たっぷりと雪が積もっているので歩くのも一苦労だ。

昨夜、お風呂を沸かそうと灯油ボイラーのスイッチを入れたところ、途中で火が消えてしまった。雪に閉ざされた世界で、お湯が使えないと生活できないので、朝から業者に連絡を入れる。昼過ぎに補修にやってきてくれることになった。

妻は、料理教室の新年会があるというので、メンバーの一人であるペンション「ミュー」さんまで送っていく。女性ばかり10人の新年会は、料理教室の先生がお一人で料理を用意されたとのことだ。

先生宅は古民家を改築した味のあるお宅で、囲炉裏には練炭がいこっている。

2時過ぎにボイラーの補修業者がやってきた。申し訳ないが車を畑の下に留め、歩いて家まで登ってきていただいた。早速、ボイラーを見てもらう。どうもフィルターが詰まっているようですね、とのこと。

「ボイラーのフィルター」の話は知らなかったので、どんな作業か側で見ておくことにする。最初に、水の流入パイプのバルブを閉じたあと、パイプに巻いているテープを切り、発泡スチロールの保温材をはがす。次に金属製の蓋があるのでそのネジを外して蓋を開ける。その中にある5センチほどの金属の網でできたフィルターを抜きだす。設置してから今までフィルター掃除をやったことがなかったので、取りだすのに少し苦労していた。フィルターは完全に目詰まりしているのがわかった。そのフィルターをワイヤーブラシでこすると、確かに奇麗な網目が出てきた。「これで大丈夫です。ボイラーのスイッチを入れ湯を出して下さい」というので、やってみると、成程、見違えるほど勢いよくお湯が出てきた。その後、灯油タンクの水抜きも一緒にやってもらった。屋根があるので、灯油タンクには水がたまっていません、ということだった。1時間もかからない作業だったが、これで一安心だ。

そうこうしているうちに、料理教室新年会に行っていた妻が、「ミュー」さんに近くまで送っていただいたので、迎えに行く。その帰りに、地元のAさん宅へに伺う。「大雪の日にこちらに戻ってきました。今年もよろしくお願いします」と新年の挨拶をする。これだけの雪は、こちらでも珍しいとのことだった。

******

→ 出題内容
ボイラー修理の文章のうち「先生宅は古民家を改築した味のあるお宅で、囲炉裏には練炭がいこっている。」から「業だったが、これで一安心だ。」までをすべて、「ワイヤーブラシ」を「金属ブラシ」に置き換えて書き直せ。

******

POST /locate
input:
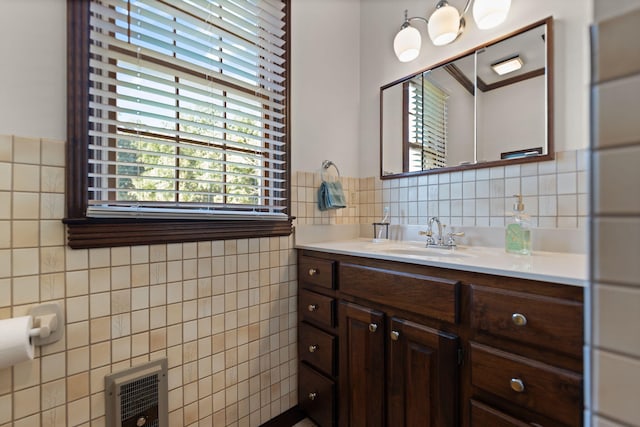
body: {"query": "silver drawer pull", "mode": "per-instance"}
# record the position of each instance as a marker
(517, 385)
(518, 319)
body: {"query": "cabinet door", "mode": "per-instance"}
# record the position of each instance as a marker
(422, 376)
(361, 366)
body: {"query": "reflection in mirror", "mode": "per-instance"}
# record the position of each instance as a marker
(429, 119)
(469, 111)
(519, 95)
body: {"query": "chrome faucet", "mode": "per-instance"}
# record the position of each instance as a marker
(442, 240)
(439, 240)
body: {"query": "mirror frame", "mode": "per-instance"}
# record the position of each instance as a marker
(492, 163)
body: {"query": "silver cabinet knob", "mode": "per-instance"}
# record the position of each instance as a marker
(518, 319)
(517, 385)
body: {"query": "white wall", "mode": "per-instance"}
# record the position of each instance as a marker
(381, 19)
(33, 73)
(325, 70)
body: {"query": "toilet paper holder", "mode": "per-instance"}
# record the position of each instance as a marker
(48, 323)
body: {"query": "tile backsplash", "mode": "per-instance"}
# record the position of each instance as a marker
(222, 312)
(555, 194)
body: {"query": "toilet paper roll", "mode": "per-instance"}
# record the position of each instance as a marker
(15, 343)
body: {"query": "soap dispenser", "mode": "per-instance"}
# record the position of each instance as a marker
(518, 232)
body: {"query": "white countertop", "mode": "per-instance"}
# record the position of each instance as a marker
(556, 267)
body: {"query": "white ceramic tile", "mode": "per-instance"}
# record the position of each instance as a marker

******

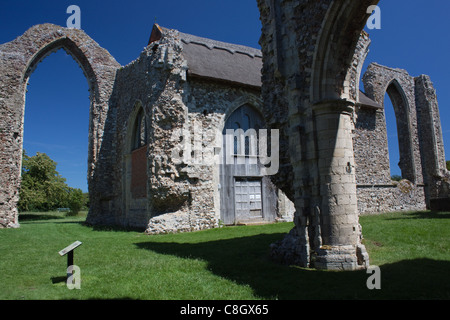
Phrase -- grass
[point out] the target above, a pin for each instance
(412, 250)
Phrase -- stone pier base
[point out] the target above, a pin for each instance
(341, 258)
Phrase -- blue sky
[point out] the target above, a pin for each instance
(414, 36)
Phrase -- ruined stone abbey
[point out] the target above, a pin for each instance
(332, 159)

******

→ 解答
先生宅は古民家を改築した味のあるお宅で、囲炉裏には練炭がいこっている。

2時過ぎにボイラーの補修業者がやってきた。申し訳ないが車を畑の下に留め、歩いて家まで登ってきていただいた。早速、ボイラーを見てもらう。どうもフィルターが詰まっているようですね、とのこと。

「ボイラーのフィルター」の話は知らなかったので、どんな作業か側で見ておくことにする。最初に、水の流入パイプのバルブを閉じたあと、パイプに巻いているテープを切り、発泡スチロールの保温材をはがす。次に金属製の蓋があるのでそのネジを外して蓋を開ける。その中にある5センチほどの金属の網でできたフィルターを抜きだす。設置してから今までフィルター掃除をやったことがなかったので、取りだすのに少し苦労していた。フィルターは完全に目詰まりしているのがわかった。そのフィルターを金属ブラシでこすると、確かに奇麗な網目が出てきた。「これで大丈夫です。ボイラーのスイッチを入れ湯を出して下さい」というので、やってみると、成程、見違えるほど勢いよくお湯が出てきた。その後、灯油タンクの水抜きも一緒にやってもらった。屋根があるので、灯油タンクには水がたまっていません、ということだった。1時間もかからない作業だったが、これで一安心だ。